# [What the task asks]
If an entry holds a picture, leave the picture out and copy the rest of the listing exactly.

# [Data for review]
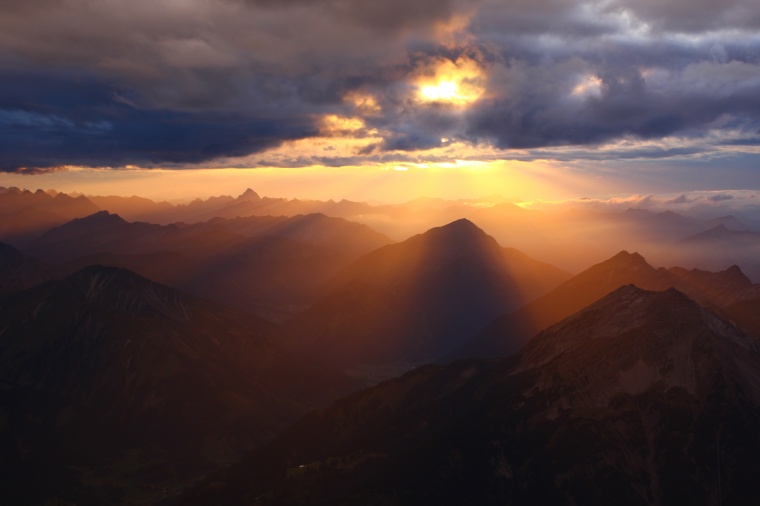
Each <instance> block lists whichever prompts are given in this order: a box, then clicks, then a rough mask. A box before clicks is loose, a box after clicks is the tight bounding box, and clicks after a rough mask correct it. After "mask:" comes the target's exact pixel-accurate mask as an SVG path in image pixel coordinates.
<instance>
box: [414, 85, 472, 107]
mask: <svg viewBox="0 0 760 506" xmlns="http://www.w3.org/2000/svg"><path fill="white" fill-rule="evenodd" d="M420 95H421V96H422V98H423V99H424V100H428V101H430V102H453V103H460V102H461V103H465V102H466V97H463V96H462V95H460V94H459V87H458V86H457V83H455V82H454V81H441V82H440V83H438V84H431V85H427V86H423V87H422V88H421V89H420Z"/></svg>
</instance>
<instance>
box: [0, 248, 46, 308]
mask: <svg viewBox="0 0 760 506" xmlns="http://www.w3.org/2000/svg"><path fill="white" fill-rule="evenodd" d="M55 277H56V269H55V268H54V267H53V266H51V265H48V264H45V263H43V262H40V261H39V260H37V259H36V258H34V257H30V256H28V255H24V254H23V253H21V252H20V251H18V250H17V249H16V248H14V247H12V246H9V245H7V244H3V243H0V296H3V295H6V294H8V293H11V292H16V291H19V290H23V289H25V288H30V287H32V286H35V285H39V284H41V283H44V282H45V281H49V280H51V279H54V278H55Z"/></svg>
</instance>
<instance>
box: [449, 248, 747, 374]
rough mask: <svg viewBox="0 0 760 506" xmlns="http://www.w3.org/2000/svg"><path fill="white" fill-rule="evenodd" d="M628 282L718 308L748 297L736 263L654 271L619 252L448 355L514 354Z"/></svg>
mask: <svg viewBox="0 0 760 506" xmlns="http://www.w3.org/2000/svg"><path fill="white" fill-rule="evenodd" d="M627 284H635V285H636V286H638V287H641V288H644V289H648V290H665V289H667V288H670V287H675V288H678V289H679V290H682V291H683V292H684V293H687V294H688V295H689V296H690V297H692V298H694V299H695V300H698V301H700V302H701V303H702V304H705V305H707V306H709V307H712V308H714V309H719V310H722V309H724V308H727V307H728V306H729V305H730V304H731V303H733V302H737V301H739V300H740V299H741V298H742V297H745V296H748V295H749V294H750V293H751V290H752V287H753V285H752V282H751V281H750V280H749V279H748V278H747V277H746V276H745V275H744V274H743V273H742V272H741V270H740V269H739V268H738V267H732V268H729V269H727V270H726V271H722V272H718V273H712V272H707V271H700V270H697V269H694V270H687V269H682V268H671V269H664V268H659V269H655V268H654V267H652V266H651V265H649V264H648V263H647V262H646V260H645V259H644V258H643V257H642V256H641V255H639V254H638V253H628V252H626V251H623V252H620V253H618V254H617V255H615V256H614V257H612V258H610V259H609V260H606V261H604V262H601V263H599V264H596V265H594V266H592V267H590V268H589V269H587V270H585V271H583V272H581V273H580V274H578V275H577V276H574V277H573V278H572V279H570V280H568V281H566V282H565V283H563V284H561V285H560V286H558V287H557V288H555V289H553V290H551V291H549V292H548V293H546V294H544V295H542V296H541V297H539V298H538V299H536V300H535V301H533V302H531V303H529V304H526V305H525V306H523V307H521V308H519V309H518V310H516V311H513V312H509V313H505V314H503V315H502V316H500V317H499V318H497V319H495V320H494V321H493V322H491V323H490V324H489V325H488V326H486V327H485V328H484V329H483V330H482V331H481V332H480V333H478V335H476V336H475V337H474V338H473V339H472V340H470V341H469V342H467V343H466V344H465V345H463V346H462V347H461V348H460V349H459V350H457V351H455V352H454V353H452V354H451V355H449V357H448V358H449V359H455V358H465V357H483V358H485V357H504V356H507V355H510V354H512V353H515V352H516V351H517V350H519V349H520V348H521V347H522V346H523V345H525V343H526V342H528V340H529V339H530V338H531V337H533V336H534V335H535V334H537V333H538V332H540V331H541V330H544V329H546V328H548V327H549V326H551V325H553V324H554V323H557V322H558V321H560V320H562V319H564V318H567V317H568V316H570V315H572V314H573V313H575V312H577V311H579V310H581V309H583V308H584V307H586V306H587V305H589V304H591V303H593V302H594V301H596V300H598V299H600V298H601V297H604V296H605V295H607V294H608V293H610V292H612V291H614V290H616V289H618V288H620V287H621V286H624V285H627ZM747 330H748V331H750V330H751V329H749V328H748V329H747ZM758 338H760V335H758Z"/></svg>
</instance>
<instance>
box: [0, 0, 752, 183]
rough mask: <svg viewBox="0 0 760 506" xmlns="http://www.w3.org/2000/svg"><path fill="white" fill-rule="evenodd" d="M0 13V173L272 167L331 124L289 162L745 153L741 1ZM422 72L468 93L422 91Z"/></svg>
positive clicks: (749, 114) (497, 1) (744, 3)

# [Solution]
Each <instance> block lists whichever prompts are given in this order: a box, then clicks, then a rough mask. A box before clicks is loose, a box after clicks is the tight bounding box, and clicks after a rough mask correct it. After "mask:" comes the target's exact pixel-accurate mask as an SVG path in image pixel coordinates.
<instance>
box: [414, 85, 472, 107]
mask: <svg viewBox="0 0 760 506" xmlns="http://www.w3.org/2000/svg"><path fill="white" fill-rule="evenodd" d="M420 95H421V96H422V98H423V99H424V100H428V101H430V102H453V103H460V102H461V103H465V102H466V97H463V96H462V95H460V94H459V87H458V86H457V83H455V82H454V81H441V82H440V83H438V84H431V85H427V86H423V87H422V88H421V89H420Z"/></svg>
</instance>
<instance>
box: [0, 248, 46, 308]
mask: <svg viewBox="0 0 760 506" xmlns="http://www.w3.org/2000/svg"><path fill="white" fill-rule="evenodd" d="M55 277H56V269H55V268H54V267H53V266H51V265H48V264H45V263H43V262H40V261H39V260H37V259H36V258H34V257H30V256H28V255H24V254H23V253H21V252H20V251H18V250H17V249H16V248H14V247H12V246H9V245H7V244H3V243H0V296H3V295H6V294H8V293H11V292H16V291H19V290H23V289H25V288H30V287H32V286H35V285H39V284H41V283H44V282H45V281H49V280H51V279H54V278H55Z"/></svg>
</instance>
<instance>
box: [449, 248, 747, 374]
rough mask: <svg viewBox="0 0 760 506" xmlns="http://www.w3.org/2000/svg"><path fill="white" fill-rule="evenodd" d="M628 282L718 308L748 297L736 263L654 271L619 252L448 355L514 354Z"/></svg>
mask: <svg viewBox="0 0 760 506" xmlns="http://www.w3.org/2000/svg"><path fill="white" fill-rule="evenodd" d="M627 284H635V285H636V286H638V287H641V288H644V289H648V290H665V289H667V288H670V287H675V288H678V289H679V290H682V291H683V292H684V293H687V294H688V295H689V296H690V297H692V298H694V299H695V300H698V301H700V302H701V303H702V304H705V305H707V306H709V307H712V308H714V309H719V310H722V309H724V308H727V307H728V306H729V305H730V304H731V303H733V302H737V301H739V300H740V299H741V298H742V297H745V296H748V295H749V294H750V293H751V290H752V287H753V285H752V282H751V281H750V280H749V279H748V278H747V277H746V276H745V275H744V274H743V273H742V272H741V270H740V269H739V268H738V267H732V268H729V269H727V270H726V271H722V272H718V273H712V272H707V271H700V270H697V269H694V270H687V269H682V268H671V269H664V268H659V269H655V268H654V267H652V266H651V265H649V264H648V263H647V262H646V260H645V259H644V258H643V257H642V256H641V255H639V254H638V253H628V252H626V251H623V252H620V253H618V254H617V255H615V256H614V257H612V258H610V259H609V260H606V261H604V262H601V263H599V264H596V265H594V266H592V267H590V268H589V269H587V270H585V271H583V272H581V273H580V274H578V275H577V276H574V277H573V278H572V279H570V280H568V281H566V282H565V283H563V284H561V285H560V286H558V287H557V288H555V289H553V290H551V291H549V292H548V293H546V294H544V295H542V296H541V297H539V298H538V299H536V300H535V301H533V302H531V303H529V304H526V305H525V306H523V307H521V308H519V309H518V310H516V311H513V312H509V313H505V314H503V315H502V316H500V317H499V318H497V319H495V320H494V321H493V322H491V323H490V324H489V325H488V326H486V327H485V328H484V329H483V330H482V331H481V332H480V333H478V335H476V336H475V337H474V338H473V339H472V340H470V341H469V342H467V343H466V344H465V345H463V346H462V347H461V348H460V349H459V350H457V351H455V352H454V353H452V354H451V355H449V357H448V358H449V359H455V358H465V357H483V358H485V357H504V356H507V355H510V354H512V353H515V352H516V351H517V350H519V349H520V348H521V347H522V346H523V345H525V343H526V342H528V340H529V339H530V338H531V337H533V336H534V335H535V334H537V333H538V332H540V331H541V330H544V329H546V328H548V327H549V326H551V325H553V324H554V323H557V322H558V321H560V320H562V319H564V318H567V317H568V316H570V315H572V314H573V313H575V312H577V311H579V310H581V309H583V308H584V307H586V306H587V305H589V304H591V303H593V302H594V301H596V300H598V299H600V298H601V297H604V296H605V295H607V294H608V293H610V292H612V291H614V290H616V289H618V288H620V287H621V286H624V285H627ZM747 330H748V331H750V330H751V329H749V328H748V329H747ZM758 338H760V335H758Z"/></svg>
</instance>
<instance>
box: [0, 0, 752, 183]
rough mask: <svg viewBox="0 0 760 506" xmlns="http://www.w3.org/2000/svg"><path fill="white" fill-rule="evenodd" d="M0 13V173L272 167L331 124L289 162L745 153L741 1ZM422 72L468 93L422 91Z"/></svg>
positive clicks: (749, 114) (497, 1) (744, 3)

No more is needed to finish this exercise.